* **本文抜粋**
━━━━━━

ブッシュ米大統領の1992年の失神と嘔吐(ブッシュアメリカだいとうりょうの1992ねんのしっしんとおうと)は、1992年1月8日午後8時20分頃(JST)、アメリカ合衆国大統領のジョージ・H・W・ブッシュが日本の首相・宮澤喜一(当時)が首相官邸で主催した歓迎会に出席している際、宮澤の膝で嘔吐した後に気を失った事件である。医師はこの原因を急性胃腸炎と診断した。

概要

1992年1月、ジョージ・H・W・ブッシュ大統領は、冷戦終結後のアメリカの経済関係や政策について議論するため、12日間のアジア・太平洋地域を巡る外遊を行った。外遊も後半に入った1月8日には日本を訪れ、天皇明仁(現在の上皇)と皇太子徳仁親王(現在の天皇)とテニスのダブルスの試合を行った(ブッシュ大統領のペアはマイケル・アマコスト駐日米国大使。結果は天皇・皇太子の勝利)。歓迎会が始まる前、首相官邸の玄関で招待客に挨拶している最中、トイレに急ぐほどの状況であり、会の最後まで身体がもつかどうか不明であるとの情報も密かにシークレットサービスには伝えられていたほどだった。それにもかかわらず、その日の夜には、当時の日本の首相である宮澤喜一が首相官邸で開催した歓迎会に出席した。

━━━━━━

[データセットからの抜粋]
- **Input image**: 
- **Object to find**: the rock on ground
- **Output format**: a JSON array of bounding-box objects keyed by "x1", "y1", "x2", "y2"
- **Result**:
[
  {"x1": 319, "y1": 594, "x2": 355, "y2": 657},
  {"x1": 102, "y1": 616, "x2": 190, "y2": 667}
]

━━━━━━

* **依頼 1**
ブッシュ大統領の失神に関する本文抜粋によると、テニスのダブルスでブッシュ大統領と組んだのは誰か。
* **依頼 2**
上のリストを全行、一字一句変えずにそのまま書き写せ。
このリストは本文抜粋とは関係がない。

* **出力結果 1**
マイケル・アマコスト駐日米国大使。

* **出力結果 2**
- **Input image**: 
- **Object to find**: the rock on ground
- **Output format**: a JSON array of bounding-box objects keyed by "x1", "y1", "x2", "y2"
- **Result**:
[
  {"x1": 319, "y1": 594, "x2": 355, "y2": 657},
  {"x1": 102, "y1": 616, "x2": 190, "y2": 667}
]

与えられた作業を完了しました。